▶ [Given information]:

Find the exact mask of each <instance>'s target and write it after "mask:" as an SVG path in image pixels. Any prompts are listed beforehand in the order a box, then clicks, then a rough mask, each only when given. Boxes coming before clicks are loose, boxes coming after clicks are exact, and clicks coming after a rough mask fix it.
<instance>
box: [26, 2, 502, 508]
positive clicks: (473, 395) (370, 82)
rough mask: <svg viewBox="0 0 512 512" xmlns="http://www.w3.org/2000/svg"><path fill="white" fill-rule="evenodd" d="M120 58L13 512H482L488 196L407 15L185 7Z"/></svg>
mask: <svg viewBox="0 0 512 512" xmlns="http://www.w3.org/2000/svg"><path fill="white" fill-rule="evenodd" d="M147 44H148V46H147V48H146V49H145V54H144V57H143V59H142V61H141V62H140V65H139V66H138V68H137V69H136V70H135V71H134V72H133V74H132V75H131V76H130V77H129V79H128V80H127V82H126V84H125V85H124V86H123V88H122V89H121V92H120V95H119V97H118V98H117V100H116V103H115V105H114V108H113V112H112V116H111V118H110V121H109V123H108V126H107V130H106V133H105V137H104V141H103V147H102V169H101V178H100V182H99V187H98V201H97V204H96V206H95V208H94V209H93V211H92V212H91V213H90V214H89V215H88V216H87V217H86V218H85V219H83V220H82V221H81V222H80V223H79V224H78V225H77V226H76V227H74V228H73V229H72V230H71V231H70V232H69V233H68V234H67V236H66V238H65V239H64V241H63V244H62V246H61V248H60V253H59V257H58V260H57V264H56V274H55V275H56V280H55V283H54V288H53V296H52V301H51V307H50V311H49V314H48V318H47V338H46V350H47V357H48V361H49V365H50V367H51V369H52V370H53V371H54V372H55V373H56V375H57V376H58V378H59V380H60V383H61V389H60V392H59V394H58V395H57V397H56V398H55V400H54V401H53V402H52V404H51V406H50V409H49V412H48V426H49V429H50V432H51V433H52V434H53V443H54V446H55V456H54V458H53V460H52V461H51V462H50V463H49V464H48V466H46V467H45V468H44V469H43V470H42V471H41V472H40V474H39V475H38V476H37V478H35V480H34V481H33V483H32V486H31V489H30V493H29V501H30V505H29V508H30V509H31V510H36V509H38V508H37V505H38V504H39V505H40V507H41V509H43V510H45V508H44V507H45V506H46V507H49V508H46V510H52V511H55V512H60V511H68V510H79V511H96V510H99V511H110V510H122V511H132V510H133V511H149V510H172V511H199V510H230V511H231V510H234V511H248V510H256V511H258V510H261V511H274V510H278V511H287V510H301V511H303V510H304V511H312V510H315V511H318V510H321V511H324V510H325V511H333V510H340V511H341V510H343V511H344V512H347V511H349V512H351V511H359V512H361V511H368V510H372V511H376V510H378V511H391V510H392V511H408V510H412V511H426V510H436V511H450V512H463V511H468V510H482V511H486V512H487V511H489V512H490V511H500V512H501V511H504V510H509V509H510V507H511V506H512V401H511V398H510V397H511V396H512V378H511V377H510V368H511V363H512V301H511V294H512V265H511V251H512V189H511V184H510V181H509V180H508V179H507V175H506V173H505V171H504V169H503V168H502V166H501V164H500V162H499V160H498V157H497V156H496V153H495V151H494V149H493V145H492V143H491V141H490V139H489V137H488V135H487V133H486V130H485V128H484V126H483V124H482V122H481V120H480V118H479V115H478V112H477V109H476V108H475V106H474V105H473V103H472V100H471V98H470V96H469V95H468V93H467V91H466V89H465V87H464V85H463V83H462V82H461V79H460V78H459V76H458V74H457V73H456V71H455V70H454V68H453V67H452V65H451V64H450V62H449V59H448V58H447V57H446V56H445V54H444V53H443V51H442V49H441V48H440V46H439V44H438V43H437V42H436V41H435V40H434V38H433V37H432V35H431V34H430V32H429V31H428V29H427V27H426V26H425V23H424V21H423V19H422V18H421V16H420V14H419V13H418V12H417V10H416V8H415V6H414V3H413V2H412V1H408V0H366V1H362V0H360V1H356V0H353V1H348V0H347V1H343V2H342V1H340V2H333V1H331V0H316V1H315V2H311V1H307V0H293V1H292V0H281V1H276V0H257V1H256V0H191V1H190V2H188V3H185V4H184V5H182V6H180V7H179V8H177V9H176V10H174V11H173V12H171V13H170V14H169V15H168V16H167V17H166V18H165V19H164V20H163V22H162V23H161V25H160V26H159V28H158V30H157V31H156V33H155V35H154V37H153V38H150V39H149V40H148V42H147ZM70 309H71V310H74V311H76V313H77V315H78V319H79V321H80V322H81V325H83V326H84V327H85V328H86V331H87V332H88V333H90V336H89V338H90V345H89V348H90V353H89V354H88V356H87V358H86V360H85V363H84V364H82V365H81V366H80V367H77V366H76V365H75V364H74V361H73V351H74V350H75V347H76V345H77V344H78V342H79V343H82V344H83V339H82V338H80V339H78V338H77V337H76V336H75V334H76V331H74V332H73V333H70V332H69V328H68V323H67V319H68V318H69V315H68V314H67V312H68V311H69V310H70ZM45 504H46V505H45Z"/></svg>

▶ [Exercise brief]: Put every line of the records above into a JSON list of strings, one string per line, and leave out any blank lines.

▶ [Answer]:
[
  "Find the exact mask of each <instance>'s target and write it after \"mask:\" as an SVG path in image pixels. Any prompts are listed beforehand in the order a box, then clicks, then a rough mask, each only when given. Boxes coming before clicks are loose, boxes coming after clicks are exact, and clicks coming after a rough mask fix it.",
  "<instance>",
  "box: [26, 2, 502, 508]",
  "positive clicks: (473, 395) (370, 82)",
  "rough mask: <svg viewBox=\"0 0 512 512\" xmlns=\"http://www.w3.org/2000/svg\"><path fill=\"white\" fill-rule=\"evenodd\" d=\"M120 58L13 512H482L488 196L407 15L185 7Z\"/></svg>",
  "mask: <svg viewBox=\"0 0 512 512\" xmlns=\"http://www.w3.org/2000/svg\"><path fill=\"white\" fill-rule=\"evenodd\" d=\"M147 44H148V46H147V48H146V49H145V54H144V57H143V59H142V61H141V62H140V65H139V66H138V68H137V69H136V70H135V71H134V72H133V74H132V75H131V76H130V77H129V79H128V80H127V82H126V84H125V85H124V86H123V88H122V89H121V92H120V95H119V97H118V98H117V100H116V103H115V105H114V108H113V112H112V116H111V118H110V121H109V123H108V126H107V130H106V133H105V137H104V141H103V147H102V169H101V178H100V182H99V187H98V201H97V204H96V206H95V208H94V209H93V211H92V212H91V213H90V214H89V215H88V216H87V217H86V218H85V219H83V220H82V221H81V222H80V223H79V224H78V225H77V226H76V227H74V228H73V229H72V230H71V231H70V232H69V233H68V234H67V236H66V238H65V239H64V241H63V244H62V246H61V248H60V253H59V257H58V260H57V264H56V274H55V275H56V280H55V283H54V288H53V296H52V301H51V307H50V311H49V314H48V318H47V338H46V350H47V357H48V361H49V365H50V367H51V369H52V370H53V371H54V372H55V373H56V375H57V376H58V378H59V380H60V383H61V389H60V392H59V394H58V395H57V397H56V398H55V400H54V401H53V402H52V404H51V406H50V409H49V412H48V426H49V429H50V432H51V433H52V434H53V443H54V446H55V456H54V458H53V460H52V461H51V462H50V463H49V464H48V466H46V467H45V468H44V469H43V470H42V471H41V472H40V474H39V475H38V476H37V478H35V480H34V481H33V483H32V486H31V489H30V493H29V501H30V505H29V508H30V509H31V510H36V509H38V508H37V505H38V504H39V505H40V507H41V509H43V510H45V508H44V507H45V506H46V507H49V508H46V510H52V511H55V512H60V511H68V510H79V511H96V510H99V511H110V510H122V511H132V510H133V511H149V510H172V511H199V510H230V511H231V510H234V511H248V510H256V511H258V510H261V511H274V510H278V511H287V510H301V511H303V510H304V511H312V510H315V511H318V510H321V511H324V510H325V511H333V510H340V511H341V510H343V511H344V512H347V511H349V512H351V511H359V512H361V511H368V510H372V511H376V510H378V511H391V510H392V511H408V510H412V511H426V510H436V511H450V512H463V511H468V510H482V511H486V512H487V511H489V512H490V511H500V512H501V511H504V510H509V509H510V507H511V506H512V401H511V398H510V397H511V396H512V378H511V377H510V368H511V363H512V301H511V294H512V265H511V251H512V189H511V184H510V181H509V180H508V179H507V175H506V173H505V171H504V169H503V168H502V166H501V164H500V162H499V160H498V157H497V156H496V153H495V151H494V149H493V145H492V143H491V141H490V139H489V137H488V135H487V133H486V130H485V128H484V126H483V124H482V122H481V120H480V118H479V115H478V112H477V109H476V108H475V106H474V105H473V103H472V100H471V98H470V96H469V95H468V93H467V91H466V89H465V87H464V85H463V83H462V82H461V79H460V78H459V76H458V74H457V73H456V71H455V70H454V68H453V67H452V65H451V64H450V62H449V59H448V58H447V57H446V56H445V54H444V53H443V51H442V49H441V48H440V46H439V44H438V43H437V42H436V41H435V40H434V38H433V37H432V35H431V34H430V32H429V31H428V29H427V27H426V26H425V23H424V21H423V19H422V18H421V16H420V14H419V13H418V12H417V10H416V8H415V6H414V3H413V2H412V1H408V0H366V1H362V0H360V1H356V0H353V1H348V0H347V1H343V2H342V1H340V2H333V1H331V0H316V1H315V2H311V1H307V0H293V1H292V0H281V1H276V0H257V1H256V0H191V1H190V2H188V3H185V4H184V5H182V6H180V7H179V8H177V9H176V10H174V11H173V12H171V13H170V14H169V15H168V16H167V17H166V18H165V19H164V20H163V22H162V23H161V25H160V26H159V28H158V30H157V31H156V33H155V35H154V37H153V38H150V39H149V40H148V42H147ZM70 309H71V310H74V311H76V313H77V315H78V319H79V321H80V322H81V325H83V326H84V327H85V328H86V331H87V332H88V333H90V336H89V338H90V345H89V348H90V353H89V354H88V356H87V358H86V360H85V363H84V364H82V365H81V366H80V367H77V366H76V365H75V364H74V361H73V351H74V350H75V347H76V345H77V344H78V342H79V343H82V344H83V339H82V338H80V339H78V338H77V337H76V336H75V334H76V331H74V332H73V333H70V332H69V328H68V323H67V319H68V318H69V315H68V314H67V312H68V311H69V310H70ZM45 504H46V505H45Z\"/></svg>"
]